== MATERIAL SUPPLIED ==
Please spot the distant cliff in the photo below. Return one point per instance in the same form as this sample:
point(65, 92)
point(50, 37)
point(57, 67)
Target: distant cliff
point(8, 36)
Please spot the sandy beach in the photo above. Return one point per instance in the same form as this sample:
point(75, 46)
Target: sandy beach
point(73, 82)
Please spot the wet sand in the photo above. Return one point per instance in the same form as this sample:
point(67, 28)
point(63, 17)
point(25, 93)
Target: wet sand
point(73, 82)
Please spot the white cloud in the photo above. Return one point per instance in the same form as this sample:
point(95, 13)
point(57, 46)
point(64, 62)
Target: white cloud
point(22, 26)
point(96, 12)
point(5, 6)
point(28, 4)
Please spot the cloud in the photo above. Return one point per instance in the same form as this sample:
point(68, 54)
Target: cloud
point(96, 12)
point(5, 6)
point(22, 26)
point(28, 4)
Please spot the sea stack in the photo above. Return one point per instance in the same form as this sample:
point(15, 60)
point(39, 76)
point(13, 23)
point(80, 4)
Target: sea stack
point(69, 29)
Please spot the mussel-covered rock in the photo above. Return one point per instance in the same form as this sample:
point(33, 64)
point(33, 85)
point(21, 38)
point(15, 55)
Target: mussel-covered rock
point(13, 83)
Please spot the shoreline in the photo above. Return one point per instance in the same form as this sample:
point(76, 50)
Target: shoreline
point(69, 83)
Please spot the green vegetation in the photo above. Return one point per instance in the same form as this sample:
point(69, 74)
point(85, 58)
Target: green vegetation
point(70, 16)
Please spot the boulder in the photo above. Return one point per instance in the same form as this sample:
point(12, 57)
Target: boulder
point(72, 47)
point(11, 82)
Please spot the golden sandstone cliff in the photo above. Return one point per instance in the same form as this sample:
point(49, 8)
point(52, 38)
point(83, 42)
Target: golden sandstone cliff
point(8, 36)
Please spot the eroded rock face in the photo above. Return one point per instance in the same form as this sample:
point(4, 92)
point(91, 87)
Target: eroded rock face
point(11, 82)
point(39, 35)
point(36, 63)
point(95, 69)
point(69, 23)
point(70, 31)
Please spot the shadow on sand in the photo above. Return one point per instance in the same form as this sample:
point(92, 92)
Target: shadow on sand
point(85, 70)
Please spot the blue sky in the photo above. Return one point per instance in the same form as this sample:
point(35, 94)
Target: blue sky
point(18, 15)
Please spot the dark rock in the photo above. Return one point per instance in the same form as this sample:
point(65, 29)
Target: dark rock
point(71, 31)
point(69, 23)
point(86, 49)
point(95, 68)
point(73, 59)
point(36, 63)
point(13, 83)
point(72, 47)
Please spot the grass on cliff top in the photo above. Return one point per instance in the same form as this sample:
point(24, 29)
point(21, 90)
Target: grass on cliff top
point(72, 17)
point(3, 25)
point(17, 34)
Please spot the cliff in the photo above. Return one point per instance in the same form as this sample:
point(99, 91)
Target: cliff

== TASK PROMPT ==
All records above must be set down exactly, please.

== WRITTEN SOLUTION ==
Please spot the distant cliff in the photo below. Return one point per instance in the same form as this sample:
point(65, 92)
point(50, 37)
point(57, 67)
Target: distant cliff
point(8, 36)
Please spot the sandy beach in the photo above. Return one point per instance in the same form as this sample:
point(75, 46)
Target: sandy beach
point(73, 82)
Please spot the wet sand in the photo above. Return one point per instance in the same form as this sample:
point(67, 28)
point(63, 17)
point(25, 93)
Target: wet sand
point(73, 82)
Please spot the white cloud in the photo above. Return one point per instance in the same form as this sample:
point(95, 13)
point(57, 46)
point(64, 62)
Target: white cloud
point(22, 26)
point(96, 12)
point(5, 6)
point(28, 4)
Please spot the cloud in the photo above. Return one point per instance in the same form as this sample:
point(68, 54)
Target: cloud
point(96, 12)
point(5, 6)
point(22, 26)
point(28, 4)
Please spot the sea stack in the photo above. Return one point per instance in the same form as this sample:
point(15, 60)
point(39, 76)
point(13, 23)
point(80, 4)
Target: sea stack
point(69, 29)
Please spot the mussel-covered rock in the photo above. Return one point per instance in the same form as this sample:
point(33, 64)
point(33, 85)
point(21, 38)
point(15, 55)
Target: mussel-covered rock
point(13, 83)
Please spot the shoreline in the photo above. Return one point per instance in the same form as this sample:
point(76, 50)
Target: shoreline
point(69, 83)
Please spot the green vegetation in the photo above. Return one point per instance in the same form as this sample:
point(69, 74)
point(85, 58)
Target: green vegetation
point(70, 16)
Please spot the boulder in the photo above. Return one point per instance in the same form as this sample:
point(12, 57)
Target: boulder
point(72, 47)
point(11, 82)
Please spot the golden sandstone cliff in the photo above. Return one point per instance in the same form as this sample:
point(49, 8)
point(52, 38)
point(83, 42)
Target: golden sandstone cliff
point(8, 36)
Please spot the eroded rock face in the photo above. Return one point per instance in the same form as this sample:
point(4, 92)
point(91, 87)
Target: eroded rock face
point(11, 82)
point(39, 35)
point(36, 63)
point(95, 69)
point(69, 23)
point(70, 31)
Please spot the shadow on sand in the photo above. Return one point per instance in the same form as this sample:
point(92, 92)
Target: shadow on sand
point(85, 70)
Please spot the blue sky in the photo above. Return one point per instance in the same form as this sample:
point(35, 94)
Target: blue sky
point(18, 15)
Please spot the dark rock in the photo above. Return one point per instance in the same form as this sample:
point(65, 29)
Target: dark rock
point(71, 31)
point(69, 23)
point(86, 49)
point(95, 68)
point(73, 59)
point(36, 63)
point(13, 83)
point(72, 47)
Please spot the grass on cliff top in the photo above. Return one point per instance in the same form as this sample:
point(24, 29)
point(21, 90)
Target: grass on cliff top
point(72, 17)
point(3, 25)
point(17, 34)
Please spot the cliff in the photo above. Return one point per instance in the same form as this sample:
point(99, 91)
Target: cliff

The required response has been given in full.